— Available records —
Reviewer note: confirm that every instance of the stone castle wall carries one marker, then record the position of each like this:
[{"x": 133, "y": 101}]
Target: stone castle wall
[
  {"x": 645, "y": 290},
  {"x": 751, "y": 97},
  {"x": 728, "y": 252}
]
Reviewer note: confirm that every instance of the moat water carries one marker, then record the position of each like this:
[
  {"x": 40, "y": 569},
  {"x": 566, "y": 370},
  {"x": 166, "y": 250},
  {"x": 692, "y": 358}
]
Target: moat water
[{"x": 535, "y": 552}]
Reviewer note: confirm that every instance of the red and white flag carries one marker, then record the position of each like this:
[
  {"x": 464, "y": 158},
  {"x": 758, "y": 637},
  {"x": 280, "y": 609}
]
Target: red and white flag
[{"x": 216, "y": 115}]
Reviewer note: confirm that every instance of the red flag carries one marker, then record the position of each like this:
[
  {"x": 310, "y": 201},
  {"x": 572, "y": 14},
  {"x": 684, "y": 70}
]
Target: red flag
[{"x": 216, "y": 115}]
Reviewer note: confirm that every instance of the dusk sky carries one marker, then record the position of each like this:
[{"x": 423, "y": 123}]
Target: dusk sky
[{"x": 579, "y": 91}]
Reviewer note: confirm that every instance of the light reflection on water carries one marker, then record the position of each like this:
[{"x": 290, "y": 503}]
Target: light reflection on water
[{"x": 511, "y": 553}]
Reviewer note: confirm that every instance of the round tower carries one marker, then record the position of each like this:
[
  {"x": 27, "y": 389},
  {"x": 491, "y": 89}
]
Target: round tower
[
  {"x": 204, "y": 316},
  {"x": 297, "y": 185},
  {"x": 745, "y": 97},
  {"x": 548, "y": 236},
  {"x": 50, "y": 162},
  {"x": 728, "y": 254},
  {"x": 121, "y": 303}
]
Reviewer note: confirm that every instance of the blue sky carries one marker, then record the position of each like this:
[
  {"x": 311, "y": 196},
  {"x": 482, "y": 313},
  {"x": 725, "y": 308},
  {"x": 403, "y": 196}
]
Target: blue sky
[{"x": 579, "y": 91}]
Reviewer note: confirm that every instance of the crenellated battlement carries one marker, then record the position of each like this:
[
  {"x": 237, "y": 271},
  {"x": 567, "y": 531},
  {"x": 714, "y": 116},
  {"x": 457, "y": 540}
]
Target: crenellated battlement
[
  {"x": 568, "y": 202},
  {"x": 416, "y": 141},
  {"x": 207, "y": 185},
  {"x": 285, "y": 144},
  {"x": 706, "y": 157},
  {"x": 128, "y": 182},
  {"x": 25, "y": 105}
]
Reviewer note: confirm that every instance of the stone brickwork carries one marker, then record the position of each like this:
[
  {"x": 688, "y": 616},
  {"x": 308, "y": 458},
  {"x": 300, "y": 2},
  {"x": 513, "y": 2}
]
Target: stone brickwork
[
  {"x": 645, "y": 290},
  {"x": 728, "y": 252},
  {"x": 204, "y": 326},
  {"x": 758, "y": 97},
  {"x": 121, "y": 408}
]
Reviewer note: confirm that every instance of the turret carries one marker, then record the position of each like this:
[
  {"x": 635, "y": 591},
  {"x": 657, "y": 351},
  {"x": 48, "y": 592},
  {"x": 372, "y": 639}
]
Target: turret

— What is being asked —
Convert every line of the records above into a Markdown table with the columns Row and Line, numbering the rows in order and leaving out any blank lines.

— Task output —
| Row | Line |
|---|---|
| 1 | Reviewer note: confirm that every instance of the stone castle wall carries one marker, then record the position of each like this: |
| 2 | [{"x": 133, "y": 101}] |
| 3 | Target: stone castle wall |
| 4 | [ |
| 5 |   {"x": 645, "y": 290}, |
| 6 |   {"x": 751, "y": 97}, |
| 7 |   {"x": 728, "y": 252} |
| 8 | ] |
| 9 | Reviewer note: confirm that every instance of the moat water carries one marker, then record the position of each like this: |
| 10 | [ |
| 11 |   {"x": 40, "y": 569}, |
| 12 |   {"x": 566, "y": 370}, |
| 13 |   {"x": 166, "y": 250}, |
| 14 |   {"x": 692, "y": 358} |
| 15 | ] |
| 16 | Target: moat water |
| 17 | [{"x": 535, "y": 552}] |
| 18 | Reviewer note: confirm that every instance of the red and white flag carries one marker, then record the position of each like this: |
| 19 | [ |
| 20 |   {"x": 464, "y": 158}, |
| 21 |   {"x": 758, "y": 637}, |
| 22 |   {"x": 280, "y": 609} |
| 23 | ] |
| 24 | Target: red and white flag |
| 25 | [{"x": 216, "y": 115}] |
| 26 | Reviewer note: confirm that every instance of the red flag carries one marker, then record the position of each like this: |
| 27 | [ |
| 28 |   {"x": 310, "y": 201}, |
| 29 |   {"x": 572, "y": 14}, |
| 30 |   {"x": 684, "y": 70} |
| 31 | ] |
| 32 | Target: red flag |
| 33 | [{"x": 216, "y": 115}] |
| 34 | Reviewer note: confirm that every instance of the dusk sky carries one marker, then record the position of each like this: |
| 35 | [{"x": 423, "y": 123}] |
| 36 | Target: dusk sky |
| 37 | [{"x": 579, "y": 91}] |
| 38 | Reviewer note: confirm that every instance of the light reflection on water carries one marker, then record the position of each like this: |
| 39 | [{"x": 290, "y": 503}] |
| 40 | Target: light reflection on water |
| 41 | [{"x": 511, "y": 553}] |
| 42 | Reviewer note: confirm that every instance of the round tower carries one marker, then record the position of each like this: |
| 43 | [ |
| 44 |   {"x": 27, "y": 389}, |
| 45 |   {"x": 491, "y": 89} |
| 46 | ] |
| 47 | Target: round tower |
| 48 | [ |
| 49 |   {"x": 204, "y": 316}, |
| 50 |   {"x": 297, "y": 185}, |
| 51 |   {"x": 745, "y": 97}, |
| 52 |   {"x": 548, "y": 236}, |
| 53 |   {"x": 50, "y": 162}, |
| 54 |   {"x": 728, "y": 254}, |
| 55 |   {"x": 121, "y": 303} |
| 56 | ] |
| 57 | Reviewer note: confirm that every instance of the blue sky carries one marker, then record the position of each like this: |
| 58 | [ |
| 59 |   {"x": 311, "y": 196}, |
| 60 |   {"x": 482, "y": 313}, |
| 61 |   {"x": 725, "y": 308}, |
| 62 |   {"x": 403, "y": 196} |
| 63 | ] |
| 64 | Target: blue sky |
| 65 | [{"x": 579, "y": 91}] |
| 66 | Reviewer note: confirm that every instance of the crenellated battlement carries one marker, then record the position of each like this: |
| 67 | [ |
| 68 |   {"x": 237, "y": 271}, |
| 69 |   {"x": 567, "y": 531}, |
| 70 |   {"x": 714, "y": 116}, |
| 71 |   {"x": 457, "y": 540} |
| 72 | ] |
| 73 | Target: crenellated battlement |
| 74 | [ |
| 75 |   {"x": 568, "y": 202}, |
| 76 |   {"x": 416, "y": 141}, |
| 77 |   {"x": 207, "y": 185}, |
| 78 |   {"x": 285, "y": 144}, |
| 79 |   {"x": 706, "y": 157}, |
| 80 |   {"x": 128, "y": 182}, |
| 81 |   {"x": 25, "y": 105} |
| 82 | ] |
| 83 | Reviewer note: confirm that every instance of the stone brickwork carries one marker, then record the position of each like this: |
| 84 | [ |
| 85 |   {"x": 688, "y": 616}, |
| 86 |   {"x": 308, "y": 458}, |
| 87 |   {"x": 300, "y": 2}, |
| 88 |   {"x": 513, "y": 2} |
| 89 | ] |
| 90 | Target: stone brickwork |
| 91 | [ |
| 92 |   {"x": 645, "y": 290}, |
| 93 |   {"x": 728, "y": 252}, |
| 94 |   {"x": 204, "y": 326}, |
| 95 |   {"x": 758, "y": 97}, |
| 96 |   {"x": 121, "y": 408} |
| 97 | ] |
| 98 | Reviewer note: confirm that every instance of the turret carries one marker, then record the position of each like this: |
| 99 | [ |
| 100 |   {"x": 635, "y": 591}, |
| 101 |   {"x": 657, "y": 351}, |
| 102 |   {"x": 48, "y": 592}, |
| 103 |   {"x": 372, "y": 639} |
| 104 | ] |
| 105 | Target: turret |